#### Data extract:
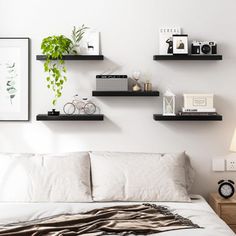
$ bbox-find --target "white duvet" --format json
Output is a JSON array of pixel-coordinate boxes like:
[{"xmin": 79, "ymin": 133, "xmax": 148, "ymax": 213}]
[{"xmin": 0, "ymin": 195, "xmax": 235, "ymax": 236}]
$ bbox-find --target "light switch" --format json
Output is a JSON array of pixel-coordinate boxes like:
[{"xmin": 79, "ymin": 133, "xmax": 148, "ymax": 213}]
[{"xmin": 212, "ymin": 158, "xmax": 225, "ymax": 171}]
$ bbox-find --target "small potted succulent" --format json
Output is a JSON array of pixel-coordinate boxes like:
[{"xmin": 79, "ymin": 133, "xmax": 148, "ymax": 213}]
[{"xmin": 41, "ymin": 25, "xmax": 88, "ymax": 115}]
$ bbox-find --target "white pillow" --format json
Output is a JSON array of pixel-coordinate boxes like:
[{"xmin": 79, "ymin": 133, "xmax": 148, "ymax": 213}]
[
  {"xmin": 90, "ymin": 152, "xmax": 190, "ymax": 202},
  {"xmin": 0, "ymin": 152, "xmax": 92, "ymax": 202}
]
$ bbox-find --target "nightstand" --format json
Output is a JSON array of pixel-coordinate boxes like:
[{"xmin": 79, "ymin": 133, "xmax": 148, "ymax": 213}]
[{"xmin": 209, "ymin": 193, "xmax": 236, "ymax": 233}]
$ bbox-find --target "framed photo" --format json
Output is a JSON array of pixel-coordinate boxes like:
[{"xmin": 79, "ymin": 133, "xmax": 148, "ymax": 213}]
[
  {"xmin": 159, "ymin": 27, "xmax": 181, "ymax": 55},
  {"xmin": 80, "ymin": 30, "xmax": 100, "ymax": 55},
  {"xmin": 173, "ymin": 34, "xmax": 188, "ymax": 55},
  {"xmin": 0, "ymin": 38, "xmax": 30, "ymax": 121}
]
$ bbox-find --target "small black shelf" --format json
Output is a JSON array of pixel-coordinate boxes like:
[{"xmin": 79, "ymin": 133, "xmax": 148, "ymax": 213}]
[
  {"xmin": 92, "ymin": 91, "xmax": 159, "ymax": 97},
  {"xmin": 36, "ymin": 55, "xmax": 104, "ymax": 61},
  {"xmin": 36, "ymin": 114, "xmax": 104, "ymax": 121},
  {"xmin": 153, "ymin": 114, "xmax": 223, "ymax": 121},
  {"xmin": 153, "ymin": 55, "xmax": 223, "ymax": 61}
]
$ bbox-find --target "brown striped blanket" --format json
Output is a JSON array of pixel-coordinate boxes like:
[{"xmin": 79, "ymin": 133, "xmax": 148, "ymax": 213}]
[{"xmin": 0, "ymin": 204, "xmax": 200, "ymax": 236}]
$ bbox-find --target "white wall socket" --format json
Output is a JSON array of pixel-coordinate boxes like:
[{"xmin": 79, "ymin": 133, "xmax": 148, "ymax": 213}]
[
  {"xmin": 212, "ymin": 158, "xmax": 225, "ymax": 171},
  {"xmin": 226, "ymin": 158, "xmax": 236, "ymax": 171}
]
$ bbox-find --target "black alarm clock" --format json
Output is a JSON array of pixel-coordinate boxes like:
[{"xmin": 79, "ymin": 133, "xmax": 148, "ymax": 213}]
[{"xmin": 218, "ymin": 180, "xmax": 234, "ymax": 198}]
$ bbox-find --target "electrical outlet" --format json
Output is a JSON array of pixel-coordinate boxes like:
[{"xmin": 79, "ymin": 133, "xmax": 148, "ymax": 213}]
[{"xmin": 226, "ymin": 158, "xmax": 236, "ymax": 171}]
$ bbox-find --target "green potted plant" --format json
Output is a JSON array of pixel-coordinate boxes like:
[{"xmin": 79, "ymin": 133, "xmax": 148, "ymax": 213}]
[{"xmin": 41, "ymin": 25, "xmax": 87, "ymax": 115}]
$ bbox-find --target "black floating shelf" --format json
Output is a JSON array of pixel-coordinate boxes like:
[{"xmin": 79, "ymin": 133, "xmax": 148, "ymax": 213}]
[
  {"xmin": 92, "ymin": 91, "xmax": 159, "ymax": 97},
  {"xmin": 36, "ymin": 114, "xmax": 104, "ymax": 121},
  {"xmin": 36, "ymin": 55, "xmax": 104, "ymax": 61},
  {"xmin": 153, "ymin": 55, "xmax": 223, "ymax": 61},
  {"xmin": 153, "ymin": 114, "xmax": 223, "ymax": 121}
]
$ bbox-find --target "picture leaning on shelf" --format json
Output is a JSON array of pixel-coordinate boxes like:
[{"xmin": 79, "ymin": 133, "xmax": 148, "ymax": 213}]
[{"xmin": 159, "ymin": 27, "xmax": 217, "ymax": 56}]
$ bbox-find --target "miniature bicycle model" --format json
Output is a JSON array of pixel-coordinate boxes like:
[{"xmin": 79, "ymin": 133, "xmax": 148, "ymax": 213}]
[{"xmin": 63, "ymin": 94, "xmax": 100, "ymax": 115}]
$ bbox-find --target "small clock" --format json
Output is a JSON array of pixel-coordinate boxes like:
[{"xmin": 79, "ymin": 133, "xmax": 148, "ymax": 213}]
[{"xmin": 218, "ymin": 180, "xmax": 234, "ymax": 198}]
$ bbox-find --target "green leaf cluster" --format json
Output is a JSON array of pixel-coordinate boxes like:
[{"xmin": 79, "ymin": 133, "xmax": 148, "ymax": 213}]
[
  {"xmin": 41, "ymin": 35, "xmax": 72, "ymax": 106},
  {"xmin": 41, "ymin": 25, "xmax": 88, "ymax": 106}
]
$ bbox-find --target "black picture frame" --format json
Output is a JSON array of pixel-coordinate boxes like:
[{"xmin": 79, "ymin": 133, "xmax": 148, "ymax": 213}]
[
  {"xmin": 0, "ymin": 37, "xmax": 31, "ymax": 122},
  {"xmin": 173, "ymin": 34, "xmax": 189, "ymax": 55}
]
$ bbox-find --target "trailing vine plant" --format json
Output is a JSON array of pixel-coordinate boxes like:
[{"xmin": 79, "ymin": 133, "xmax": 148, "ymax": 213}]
[
  {"xmin": 41, "ymin": 35, "xmax": 72, "ymax": 106},
  {"xmin": 41, "ymin": 25, "xmax": 88, "ymax": 106}
]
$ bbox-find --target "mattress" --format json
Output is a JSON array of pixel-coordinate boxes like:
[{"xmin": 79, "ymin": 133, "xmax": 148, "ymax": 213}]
[{"xmin": 0, "ymin": 195, "xmax": 235, "ymax": 236}]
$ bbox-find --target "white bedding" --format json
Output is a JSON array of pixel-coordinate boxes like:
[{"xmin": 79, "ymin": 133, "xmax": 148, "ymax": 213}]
[{"xmin": 0, "ymin": 195, "xmax": 235, "ymax": 236}]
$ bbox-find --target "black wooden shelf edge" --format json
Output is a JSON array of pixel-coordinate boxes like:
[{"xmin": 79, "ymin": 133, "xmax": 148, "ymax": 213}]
[
  {"xmin": 153, "ymin": 114, "xmax": 223, "ymax": 121},
  {"xmin": 153, "ymin": 55, "xmax": 223, "ymax": 61},
  {"xmin": 36, "ymin": 114, "xmax": 104, "ymax": 121},
  {"xmin": 36, "ymin": 55, "xmax": 104, "ymax": 61},
  {"xmin": 92, "ymin": 91, "xmax": 159, "ymax": 97}
]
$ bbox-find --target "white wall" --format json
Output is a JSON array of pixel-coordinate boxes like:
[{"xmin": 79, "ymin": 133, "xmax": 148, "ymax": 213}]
[{"xmin": 0, "ymin": 0, "xmax": 236, "ymax": 195}]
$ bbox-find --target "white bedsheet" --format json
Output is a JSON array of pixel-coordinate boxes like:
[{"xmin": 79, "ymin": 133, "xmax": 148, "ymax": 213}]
[{"xmin": 0, "ymin": 195, "xmax": 235, "ymax": 236}]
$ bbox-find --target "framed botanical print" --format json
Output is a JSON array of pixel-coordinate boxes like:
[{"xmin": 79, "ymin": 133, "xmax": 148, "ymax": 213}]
[
  {"xmin": 0, "ymin": 38, "xmax": 30, "ymax": 121},
  {"xmin": 173, "ymin": 34, "xmax": 188, "ymax": 55}
]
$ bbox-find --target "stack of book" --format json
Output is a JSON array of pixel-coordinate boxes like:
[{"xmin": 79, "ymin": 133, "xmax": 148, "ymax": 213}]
[{"xmin": 179, "ymin": 107, "xmax": 218, "ymax": 116}]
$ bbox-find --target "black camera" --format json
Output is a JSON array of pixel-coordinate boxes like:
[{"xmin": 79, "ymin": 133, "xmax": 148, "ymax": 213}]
[{"xmin": 191, "ymin": 41, "xmax": 217, "ymax": 55}]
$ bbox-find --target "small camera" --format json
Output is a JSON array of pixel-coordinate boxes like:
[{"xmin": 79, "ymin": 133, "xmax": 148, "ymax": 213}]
[{"xmin": 191, "ymin": 41, "xmax": 217, "ymax": 55}]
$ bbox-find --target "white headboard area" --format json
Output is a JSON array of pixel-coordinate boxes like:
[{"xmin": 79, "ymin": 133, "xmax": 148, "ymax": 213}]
[{"xmin": 0, "ymin": 0, "xmax": 236, "ymax": 196}]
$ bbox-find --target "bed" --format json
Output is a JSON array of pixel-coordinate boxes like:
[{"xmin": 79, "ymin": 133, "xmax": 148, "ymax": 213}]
[
  {"xmin": 0, "ymin": 195, "xmax": 235, "ymax": 236},
  {"xmin": 0, "ymin": 152, "xmax": 232, "ymax": 236}
]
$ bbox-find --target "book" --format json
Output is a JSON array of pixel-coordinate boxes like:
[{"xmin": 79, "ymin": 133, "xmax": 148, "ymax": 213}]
[
  {"xmin": 96, "ymin": 75, "xmax": 128, "ymax": 79},
  {"xmin": 182, "ymin": 107, "xmax": 216, "ymax": 112},
  {"xmin": 179, "ymin": 111, "xmax": 218, "ymax": 116}
]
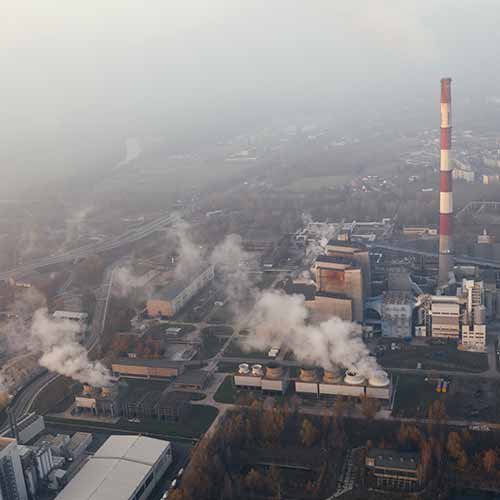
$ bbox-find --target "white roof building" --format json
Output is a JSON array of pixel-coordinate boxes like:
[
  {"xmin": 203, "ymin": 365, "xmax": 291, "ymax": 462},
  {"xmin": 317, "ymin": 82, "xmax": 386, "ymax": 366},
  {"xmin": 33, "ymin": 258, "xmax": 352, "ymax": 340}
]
[{"xmin": 56, "ymin": 436, "xmax": 172, "ymax": 500}]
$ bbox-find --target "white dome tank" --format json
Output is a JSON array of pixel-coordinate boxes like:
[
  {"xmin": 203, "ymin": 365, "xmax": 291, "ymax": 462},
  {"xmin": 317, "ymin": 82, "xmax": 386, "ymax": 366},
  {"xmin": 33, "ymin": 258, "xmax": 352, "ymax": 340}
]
[
  {"xmin": 344, "ymin": 370, "xmax": 365, "ymax": 385},
  {"xmin": 238, "ymin": 363, "xmax": 250, "ymax": 375},
  {"xmin": 252, "ymin": 365, "xmax": 264, "ymax": 377},
  {"xmin": 368, "ymin": 370, "xmax": 391, "ymax": 387}
]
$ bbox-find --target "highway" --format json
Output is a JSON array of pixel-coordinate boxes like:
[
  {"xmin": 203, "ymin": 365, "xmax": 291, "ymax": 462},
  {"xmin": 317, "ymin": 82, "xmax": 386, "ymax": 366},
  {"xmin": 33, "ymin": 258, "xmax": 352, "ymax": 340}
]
[
  {"xmin": 367, "ymin": 243, "xmax": 500, "ymax": 269},
  {"xmin": 0, "ymin": 263, "xmax": 118, "ymax": 432},
  {"xmin": 0, "ymin": 214, "xmax": 173, "ymax": 280}
]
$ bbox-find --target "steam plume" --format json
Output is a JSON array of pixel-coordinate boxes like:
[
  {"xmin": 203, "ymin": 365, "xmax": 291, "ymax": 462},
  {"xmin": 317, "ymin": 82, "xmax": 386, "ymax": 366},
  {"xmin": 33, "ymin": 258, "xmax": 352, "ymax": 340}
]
[
  {"xmin": 169, "ymin": 215, "xmax": 203, "ymax": 279},
  {"xmin": 245, "ymin": 291, "xmax": 380, "ymax": 377},
  {"xmin": 31, "ymin": 308, "xmax": 111, "ymax": 387},
  {"xmin": 210, "ymin": 234, "xmax": 256, "ymax": 313}
]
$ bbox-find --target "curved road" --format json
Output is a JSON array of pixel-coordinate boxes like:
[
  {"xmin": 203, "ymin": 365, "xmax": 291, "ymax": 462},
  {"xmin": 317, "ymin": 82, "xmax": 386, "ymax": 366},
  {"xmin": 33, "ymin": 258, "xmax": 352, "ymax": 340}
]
[
  {"xmin": 0, "ymin": 215, "xmax": 173, "ymax": 280},
  {"xmin": 0, "ymin": 263, "xmax": 116, "ymax": 432}
]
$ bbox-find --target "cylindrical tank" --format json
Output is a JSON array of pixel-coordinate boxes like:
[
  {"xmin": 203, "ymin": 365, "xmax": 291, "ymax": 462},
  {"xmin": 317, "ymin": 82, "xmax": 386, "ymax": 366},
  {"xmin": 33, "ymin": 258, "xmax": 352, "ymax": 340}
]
[
  {"xmin": 344, "ymin": 370, "xmax": 365, "ymax": 385},
  {"xmin": 299, "ymin": 366, "xmax": 316, "ymax": 382},
  {"xmin": 238, "ymin": 363, "xmax": 250, "ymax": 375},
  {"xmin": 323, "ymin": 367, "xmax": 344, "ymax": 384},
  {"xmin": 266, "ymin": 363, "xmax": 283, "ymax": 379},
  {"xmin": 368, "ymin": 370, "xmax": 391, "ymax": 387},
  {"xmin": 252, "ymin": 365, "xmax": 264, "ymax": 377},
  {"xmin": 474, "ymin": 306, "xmax": 486, "ymax": 325}
]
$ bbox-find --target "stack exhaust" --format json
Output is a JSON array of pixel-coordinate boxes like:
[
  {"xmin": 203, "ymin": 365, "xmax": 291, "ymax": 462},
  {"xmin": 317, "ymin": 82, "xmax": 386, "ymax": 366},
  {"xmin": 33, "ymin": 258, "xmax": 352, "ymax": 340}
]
[{"xmin": 438, "ymin": 78, "xmax": 453, "ymax": 286}]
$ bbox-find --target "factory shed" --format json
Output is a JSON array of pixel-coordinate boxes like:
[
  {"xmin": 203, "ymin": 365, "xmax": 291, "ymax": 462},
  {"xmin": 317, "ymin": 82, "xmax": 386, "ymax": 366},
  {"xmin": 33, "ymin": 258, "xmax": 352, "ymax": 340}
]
[{"xmin": 56, "ymin": 436, "xmax": 172, "ymax": 500}]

#### The request:
Identify every line in the rows above that contains the word "white", and copy each of those lines.

#### Worked answer:
$ bbox-find --target "white duvet" --format json
$ bbox-find --target "white pillow" --format json
$ bbox-find --target "white wall socket" --format json
$ bbox-find --target "white bedding" --format json
$ bbox-find --target "white wall" --format json
$ bbox-find --target "white bedsheet" --format json
$ bbox-find --target "white headboard area" --format json
$ bbox-find --target "white roof building" --format json
$ bbox-find --target "white dome tank" --format json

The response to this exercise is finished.